### [Task to carry out]
Repeat exactly, and only, the lines from the one holding "of the mossy" through the last line of the records below.
[Start Record list]
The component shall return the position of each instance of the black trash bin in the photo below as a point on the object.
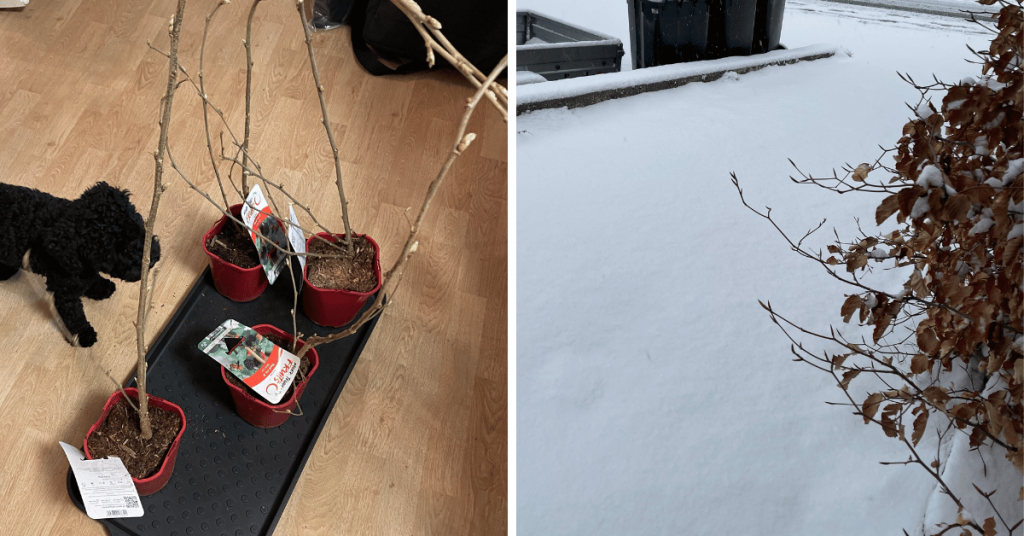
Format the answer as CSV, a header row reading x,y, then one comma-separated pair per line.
x,y
674,31
767,26
730,31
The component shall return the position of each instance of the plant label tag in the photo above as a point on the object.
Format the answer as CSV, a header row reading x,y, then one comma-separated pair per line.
x,y
105,486
296,238
265,367
257,216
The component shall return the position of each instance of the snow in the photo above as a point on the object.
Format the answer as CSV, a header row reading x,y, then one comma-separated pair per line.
x,y
930,176
526,77
654,396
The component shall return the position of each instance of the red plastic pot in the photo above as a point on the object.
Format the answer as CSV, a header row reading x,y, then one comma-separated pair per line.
x,y
335,307
157,481
236,283
259,412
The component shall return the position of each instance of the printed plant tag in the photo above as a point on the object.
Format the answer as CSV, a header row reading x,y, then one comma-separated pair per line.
x,y
105,486
265,367
257,216
295,237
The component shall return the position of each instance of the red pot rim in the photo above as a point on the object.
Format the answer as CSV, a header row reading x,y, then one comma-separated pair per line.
x,y
335,238
265,329
236,210
154,401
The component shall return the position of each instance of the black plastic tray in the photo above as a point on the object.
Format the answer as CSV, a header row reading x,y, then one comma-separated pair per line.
x,y
231,478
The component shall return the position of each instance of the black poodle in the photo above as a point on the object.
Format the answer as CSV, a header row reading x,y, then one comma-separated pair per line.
x,y
70,243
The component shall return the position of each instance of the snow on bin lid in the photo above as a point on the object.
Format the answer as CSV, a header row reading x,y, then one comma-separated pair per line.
x,y
527,77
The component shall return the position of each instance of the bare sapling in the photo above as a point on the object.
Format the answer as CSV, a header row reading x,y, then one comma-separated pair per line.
x,y
145,288
486,88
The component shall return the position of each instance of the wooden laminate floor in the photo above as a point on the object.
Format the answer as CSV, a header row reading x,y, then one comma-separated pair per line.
x,y
418,441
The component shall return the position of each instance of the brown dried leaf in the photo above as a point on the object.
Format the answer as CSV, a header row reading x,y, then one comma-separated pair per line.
x,y
852,303
881,325
936,396
927,341
920,363
860,174
920,424
856,261
989,527
870,406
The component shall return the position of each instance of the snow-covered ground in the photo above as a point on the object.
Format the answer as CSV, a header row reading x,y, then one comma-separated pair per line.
x,y
653,394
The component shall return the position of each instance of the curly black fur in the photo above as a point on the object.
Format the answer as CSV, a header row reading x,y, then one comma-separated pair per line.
x,y
71,243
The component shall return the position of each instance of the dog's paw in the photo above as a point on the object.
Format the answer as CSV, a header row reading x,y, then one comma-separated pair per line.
x,y
87,337
100,289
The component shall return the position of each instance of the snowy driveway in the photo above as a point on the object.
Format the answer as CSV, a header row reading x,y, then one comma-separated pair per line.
x,y
654,396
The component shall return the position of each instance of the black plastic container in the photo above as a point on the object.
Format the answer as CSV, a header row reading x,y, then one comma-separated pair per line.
x,y
676,31
767,26
664,33
730,29
230,477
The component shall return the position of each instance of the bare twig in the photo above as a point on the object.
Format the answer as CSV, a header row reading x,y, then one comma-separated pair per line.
x,y
327,126
158,189
393,277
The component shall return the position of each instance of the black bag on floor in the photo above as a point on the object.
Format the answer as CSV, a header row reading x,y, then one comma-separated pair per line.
x,y
477,29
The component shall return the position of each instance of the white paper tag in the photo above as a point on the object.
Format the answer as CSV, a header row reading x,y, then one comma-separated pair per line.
x,y
105,486
256,214
296,238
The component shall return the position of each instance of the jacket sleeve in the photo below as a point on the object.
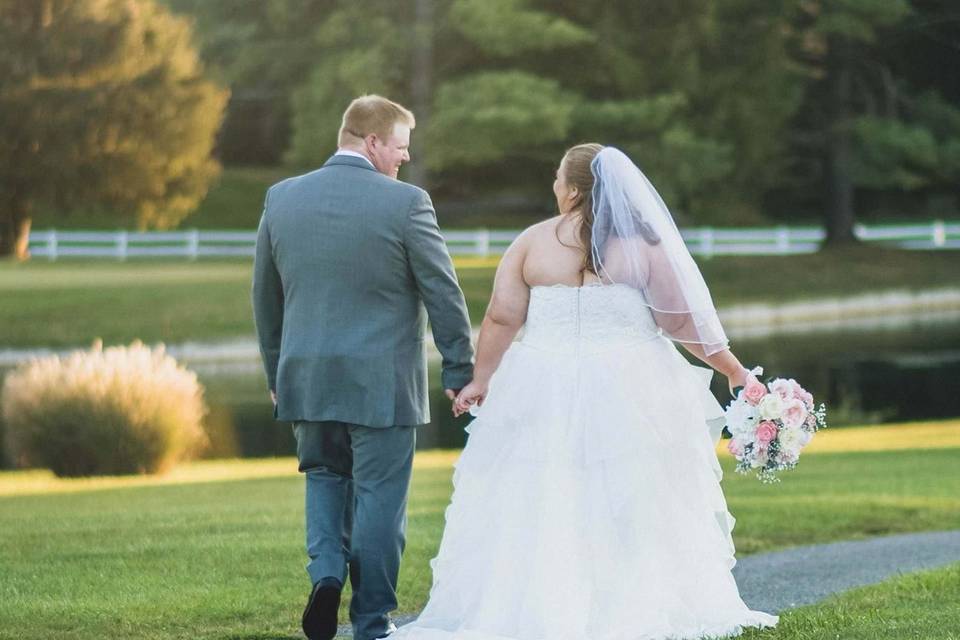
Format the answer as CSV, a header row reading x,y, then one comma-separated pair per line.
x,y
436,280
267,301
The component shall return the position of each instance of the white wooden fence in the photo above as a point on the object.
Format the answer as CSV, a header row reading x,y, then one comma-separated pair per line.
x,y
702,241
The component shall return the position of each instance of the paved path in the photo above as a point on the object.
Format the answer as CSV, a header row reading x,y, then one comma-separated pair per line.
x,y
780,580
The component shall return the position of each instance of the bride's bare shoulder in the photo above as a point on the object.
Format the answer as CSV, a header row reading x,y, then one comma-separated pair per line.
x,y
540,230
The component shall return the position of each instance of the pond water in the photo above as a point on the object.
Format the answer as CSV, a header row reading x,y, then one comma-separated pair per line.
x,y
863,375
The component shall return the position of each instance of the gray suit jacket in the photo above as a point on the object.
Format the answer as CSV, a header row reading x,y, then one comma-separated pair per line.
x,y
348,264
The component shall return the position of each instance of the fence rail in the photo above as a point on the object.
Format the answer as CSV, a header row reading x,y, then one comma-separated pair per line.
x,y
703,241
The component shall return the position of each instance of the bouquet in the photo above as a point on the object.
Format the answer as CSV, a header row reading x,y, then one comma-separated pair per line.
x,y
770,424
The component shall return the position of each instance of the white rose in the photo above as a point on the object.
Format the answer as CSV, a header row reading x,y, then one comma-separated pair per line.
x,y
791,439
742,418
771,407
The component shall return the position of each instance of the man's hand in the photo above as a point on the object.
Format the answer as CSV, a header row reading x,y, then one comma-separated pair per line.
x,y
472,394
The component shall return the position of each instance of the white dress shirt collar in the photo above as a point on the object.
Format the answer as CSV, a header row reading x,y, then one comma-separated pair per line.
x,y
348,152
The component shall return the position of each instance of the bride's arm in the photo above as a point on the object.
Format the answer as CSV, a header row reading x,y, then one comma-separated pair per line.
x,y
505,316
723,362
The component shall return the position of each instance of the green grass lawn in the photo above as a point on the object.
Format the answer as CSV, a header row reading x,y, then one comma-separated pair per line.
x,y
214,549
911,607
70,303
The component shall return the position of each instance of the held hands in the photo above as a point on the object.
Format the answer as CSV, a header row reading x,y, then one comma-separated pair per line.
x,y
472,394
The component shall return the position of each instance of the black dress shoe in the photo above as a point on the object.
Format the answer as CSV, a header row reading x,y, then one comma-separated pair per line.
x,y
320,615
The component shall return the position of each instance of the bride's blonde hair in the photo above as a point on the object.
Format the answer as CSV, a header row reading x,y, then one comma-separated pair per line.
x,y
578,172
575,167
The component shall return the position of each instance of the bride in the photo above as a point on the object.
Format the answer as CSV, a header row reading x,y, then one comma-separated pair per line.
x,y
587,502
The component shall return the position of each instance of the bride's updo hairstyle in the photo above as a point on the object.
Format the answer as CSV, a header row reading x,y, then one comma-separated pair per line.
x,y
577,168
577,173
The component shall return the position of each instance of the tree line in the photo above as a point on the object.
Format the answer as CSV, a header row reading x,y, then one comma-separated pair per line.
x,y
740,109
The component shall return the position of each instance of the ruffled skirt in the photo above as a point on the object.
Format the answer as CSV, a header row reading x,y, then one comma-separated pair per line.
x,y
587,505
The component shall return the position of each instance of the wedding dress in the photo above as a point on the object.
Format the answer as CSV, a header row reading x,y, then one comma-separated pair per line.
x,y
587,502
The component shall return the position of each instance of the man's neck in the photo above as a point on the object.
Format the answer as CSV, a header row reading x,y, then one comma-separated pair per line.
x,y
360,151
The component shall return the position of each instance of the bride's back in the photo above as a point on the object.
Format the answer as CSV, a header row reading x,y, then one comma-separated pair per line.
x,y
554,254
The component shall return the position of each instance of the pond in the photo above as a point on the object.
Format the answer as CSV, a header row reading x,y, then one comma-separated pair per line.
x,y
872,375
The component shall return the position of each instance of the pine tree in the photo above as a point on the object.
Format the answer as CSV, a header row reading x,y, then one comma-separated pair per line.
x,y
102,103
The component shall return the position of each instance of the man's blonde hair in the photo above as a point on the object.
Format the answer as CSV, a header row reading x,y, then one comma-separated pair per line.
x,y
372,114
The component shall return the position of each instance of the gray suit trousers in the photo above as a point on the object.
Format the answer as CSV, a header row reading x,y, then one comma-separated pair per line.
x,y
356,502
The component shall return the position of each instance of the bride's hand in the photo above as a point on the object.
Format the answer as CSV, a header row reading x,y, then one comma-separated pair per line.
x,y
474,393
737,380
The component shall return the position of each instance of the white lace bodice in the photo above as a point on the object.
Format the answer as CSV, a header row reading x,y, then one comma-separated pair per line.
x,y
564,318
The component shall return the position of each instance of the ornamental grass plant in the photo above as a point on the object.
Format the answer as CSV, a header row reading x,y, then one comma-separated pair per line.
x,y
121,410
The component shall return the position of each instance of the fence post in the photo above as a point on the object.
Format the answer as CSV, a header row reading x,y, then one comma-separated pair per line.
x,y
706,242
193,244
483,243
122,241
783,240
52,245
939,233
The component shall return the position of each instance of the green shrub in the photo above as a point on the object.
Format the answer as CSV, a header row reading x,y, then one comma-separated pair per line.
x,y
104,411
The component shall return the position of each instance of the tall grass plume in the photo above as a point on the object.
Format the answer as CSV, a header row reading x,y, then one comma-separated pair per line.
x,y
120,410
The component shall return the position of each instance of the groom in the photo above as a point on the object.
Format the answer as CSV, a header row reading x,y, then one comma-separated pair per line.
x,y
349,263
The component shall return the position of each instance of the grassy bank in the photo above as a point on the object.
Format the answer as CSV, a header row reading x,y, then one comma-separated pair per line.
x,y
214,550
70,303
909,607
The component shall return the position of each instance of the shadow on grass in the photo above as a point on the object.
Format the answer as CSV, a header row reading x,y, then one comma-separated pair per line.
x,y
262,636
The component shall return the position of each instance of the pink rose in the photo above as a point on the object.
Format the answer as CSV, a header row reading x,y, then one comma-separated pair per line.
x,y
754,391
795,414
788,457
783,388
766,432
735,447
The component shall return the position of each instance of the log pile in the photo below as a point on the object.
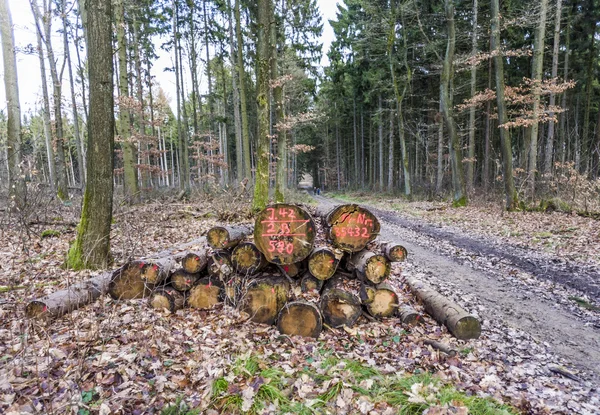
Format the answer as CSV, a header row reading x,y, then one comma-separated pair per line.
x,y
298,271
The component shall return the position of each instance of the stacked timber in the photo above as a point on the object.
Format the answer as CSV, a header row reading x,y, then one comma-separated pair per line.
x,y
290,269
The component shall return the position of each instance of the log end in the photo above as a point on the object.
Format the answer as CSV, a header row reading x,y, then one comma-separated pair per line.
x,y
300,319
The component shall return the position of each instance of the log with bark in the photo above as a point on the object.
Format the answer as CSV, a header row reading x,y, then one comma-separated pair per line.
x,y
461,324
340,302
393,251
323,262
183,281
370,266
284,233
300,318
247,259
166,298
264,298
219,265
137,279
351,227
225,237
195,261
206,293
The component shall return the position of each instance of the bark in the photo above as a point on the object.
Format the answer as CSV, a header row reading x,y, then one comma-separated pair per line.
x,y
471,162
285,234
446,98
17,189
538,65
460,323
92,245
225,237
264,298
261,185
300,318
131,190
505,140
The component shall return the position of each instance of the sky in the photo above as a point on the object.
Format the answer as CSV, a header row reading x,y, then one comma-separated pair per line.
x,y
28,68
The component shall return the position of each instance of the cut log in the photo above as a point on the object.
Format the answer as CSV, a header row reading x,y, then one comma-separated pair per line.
x,y
393,251
64,301
194,262
310,283
300,318
206,294
340,302
264,298
166,299
372,267
384,303
352,227
247,259
225,237
137,279
284,234
183,281
323,262
219,265
409,316
461,324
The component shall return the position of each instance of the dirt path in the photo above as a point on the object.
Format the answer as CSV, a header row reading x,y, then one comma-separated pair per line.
x,y
505,285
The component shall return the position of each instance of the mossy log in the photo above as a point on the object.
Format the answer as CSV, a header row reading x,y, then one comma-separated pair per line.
x,y
310,283
207,293
219,265
384,301
323,262
340,302
264,298
137,279
300,318
461,324
247,259
64,301
409,315
183,281
370,266
166,298
225,237
351,227
393,251
194,262
284,233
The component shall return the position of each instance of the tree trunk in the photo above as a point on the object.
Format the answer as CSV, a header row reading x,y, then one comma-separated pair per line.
[End Record list]
### [Complete answer]
The component shall return the position of each instance of the mossy log in the photo above as a point on the object.
Format the answer as CSV, a header row reading x,y, then one comma-separated pair per line.
x,y
310,283
207,293
219,265
384,301
323,262
340,302
264,298
137,279
300,318
461,324
247,259
64,301
409,315
183,281
370,266
166,298
225,237
351,227
393,251
194,262
284,233
The component shall return the position of each instance of the tree trunk in the photo above as a point on the object.
Format the answer as CSV, a header row reading x,y, then one comma-separated pair per line.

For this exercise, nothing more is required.